***** Records *****

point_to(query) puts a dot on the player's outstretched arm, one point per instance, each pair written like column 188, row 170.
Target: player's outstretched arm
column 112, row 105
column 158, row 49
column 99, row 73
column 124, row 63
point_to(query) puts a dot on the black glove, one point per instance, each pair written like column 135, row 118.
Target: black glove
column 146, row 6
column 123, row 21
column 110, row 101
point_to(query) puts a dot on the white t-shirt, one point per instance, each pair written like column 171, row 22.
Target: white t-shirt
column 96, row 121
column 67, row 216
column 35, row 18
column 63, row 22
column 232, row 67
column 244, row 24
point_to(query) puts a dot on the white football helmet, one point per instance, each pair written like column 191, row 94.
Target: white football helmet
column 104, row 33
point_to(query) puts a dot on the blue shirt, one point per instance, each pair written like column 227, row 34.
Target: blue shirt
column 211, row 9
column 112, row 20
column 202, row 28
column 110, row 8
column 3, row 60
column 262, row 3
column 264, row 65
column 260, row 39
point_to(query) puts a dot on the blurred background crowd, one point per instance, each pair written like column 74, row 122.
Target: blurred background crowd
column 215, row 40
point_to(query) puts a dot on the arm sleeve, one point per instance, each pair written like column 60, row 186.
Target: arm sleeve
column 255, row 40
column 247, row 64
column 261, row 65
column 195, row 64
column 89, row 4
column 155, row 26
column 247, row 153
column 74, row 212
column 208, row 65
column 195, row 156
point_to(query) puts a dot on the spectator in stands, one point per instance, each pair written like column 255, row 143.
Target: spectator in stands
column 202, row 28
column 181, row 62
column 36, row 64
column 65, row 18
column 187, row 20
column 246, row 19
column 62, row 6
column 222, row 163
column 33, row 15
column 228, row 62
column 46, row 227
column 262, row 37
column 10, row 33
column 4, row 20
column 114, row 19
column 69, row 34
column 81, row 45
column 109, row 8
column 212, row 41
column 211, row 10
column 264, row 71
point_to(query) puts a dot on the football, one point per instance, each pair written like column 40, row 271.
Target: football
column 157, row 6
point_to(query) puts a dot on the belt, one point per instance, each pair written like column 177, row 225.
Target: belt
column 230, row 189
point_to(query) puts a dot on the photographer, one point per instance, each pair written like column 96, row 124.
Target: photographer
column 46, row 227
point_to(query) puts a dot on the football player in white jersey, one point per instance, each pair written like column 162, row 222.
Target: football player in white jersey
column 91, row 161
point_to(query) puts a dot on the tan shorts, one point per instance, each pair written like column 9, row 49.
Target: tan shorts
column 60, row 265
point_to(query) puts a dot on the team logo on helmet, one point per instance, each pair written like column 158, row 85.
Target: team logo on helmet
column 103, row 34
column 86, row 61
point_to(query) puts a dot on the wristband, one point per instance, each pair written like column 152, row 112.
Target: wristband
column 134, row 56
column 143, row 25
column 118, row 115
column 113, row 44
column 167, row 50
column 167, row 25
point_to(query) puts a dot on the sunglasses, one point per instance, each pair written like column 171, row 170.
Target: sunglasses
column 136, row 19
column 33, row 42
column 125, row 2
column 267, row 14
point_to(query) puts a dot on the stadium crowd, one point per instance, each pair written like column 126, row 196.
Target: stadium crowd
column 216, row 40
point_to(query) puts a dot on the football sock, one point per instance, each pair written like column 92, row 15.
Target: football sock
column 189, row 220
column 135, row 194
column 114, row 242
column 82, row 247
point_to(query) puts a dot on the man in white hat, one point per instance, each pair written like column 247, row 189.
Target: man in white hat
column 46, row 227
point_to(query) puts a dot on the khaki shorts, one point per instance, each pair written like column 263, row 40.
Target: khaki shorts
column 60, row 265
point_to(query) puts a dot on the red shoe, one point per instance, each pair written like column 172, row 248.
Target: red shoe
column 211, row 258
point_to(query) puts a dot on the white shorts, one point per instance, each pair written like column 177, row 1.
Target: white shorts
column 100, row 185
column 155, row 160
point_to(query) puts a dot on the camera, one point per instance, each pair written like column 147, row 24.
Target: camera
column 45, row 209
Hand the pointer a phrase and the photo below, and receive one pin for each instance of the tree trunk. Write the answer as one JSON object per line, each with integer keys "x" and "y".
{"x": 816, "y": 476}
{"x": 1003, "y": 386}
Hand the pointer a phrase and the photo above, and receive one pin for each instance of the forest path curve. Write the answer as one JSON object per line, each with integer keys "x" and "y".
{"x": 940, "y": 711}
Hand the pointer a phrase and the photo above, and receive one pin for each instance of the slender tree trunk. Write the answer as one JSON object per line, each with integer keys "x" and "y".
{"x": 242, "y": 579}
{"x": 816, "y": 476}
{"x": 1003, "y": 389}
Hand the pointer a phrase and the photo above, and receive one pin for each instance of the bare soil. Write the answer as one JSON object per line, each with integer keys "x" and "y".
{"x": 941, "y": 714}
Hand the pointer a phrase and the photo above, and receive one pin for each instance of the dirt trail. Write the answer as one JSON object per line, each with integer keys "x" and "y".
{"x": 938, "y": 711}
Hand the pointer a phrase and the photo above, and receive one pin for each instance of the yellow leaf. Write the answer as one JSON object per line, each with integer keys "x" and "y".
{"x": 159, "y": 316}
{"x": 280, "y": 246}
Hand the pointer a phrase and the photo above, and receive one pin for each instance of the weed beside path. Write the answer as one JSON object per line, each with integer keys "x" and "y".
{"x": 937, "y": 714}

*****

#### Goal:
Repeat word for word the lines from the one with "point_to(query) puts a dot on the wristband, one" to the one with "column 45, row 209", including both of those lines.

#### Solution below:
point_to(query) puts a dot on the wristband, one point per instance, each pair written like column 152, row 112.
Target: wristband
column 134, row 56
column 143, row 25
column 118, row 115
column 113, row 44
column 167, row 50
column 167, row 25
point_to(query) puts a dot on the sunglasses, one point per instance, each pair written like column 171, row 170.
Target: sunglasses
column 136, row 19
column 33, row 42
column 125, row 2
column 267, row 14
point_to(query) puts a dot on the stadium crowd, one point per instance, each pair written like column 126, row 196.
Target: stadium crowd
column 216, row 40
point_to(query) puts a dot on the football sock, one point per instance, each pair written like column 92, row 15.
Target: football sock
column 189, row 220
column 135, row 194
column 114, row 242
column 82, row 247
point_to(query) puts a dot on the man in white hat, one point per instance, each pair written like column 247, row 189.
Target: man in white hat
column 46, row 227
point_to(query) puts a dot on the khaki shorts, one point per instance, each pair written like column 263, row 40.
Target: khaki shorts
column 60, row 265
point_to(query) puts a dot on the red shoe, one point per instance, each pair written like column 172, row 248.
Target: red shoe
column 211, row 258
point_to(query) puts a dot on the white shorts, one point per instance, each pair written like column 177, row 1.
Target: white shorts
column 100, row 185
column 155, row 160
point_to(query) puts a dot on the camera, one point per instance, each pair written like column 147, row 24.
Target: camera
column 45, row 209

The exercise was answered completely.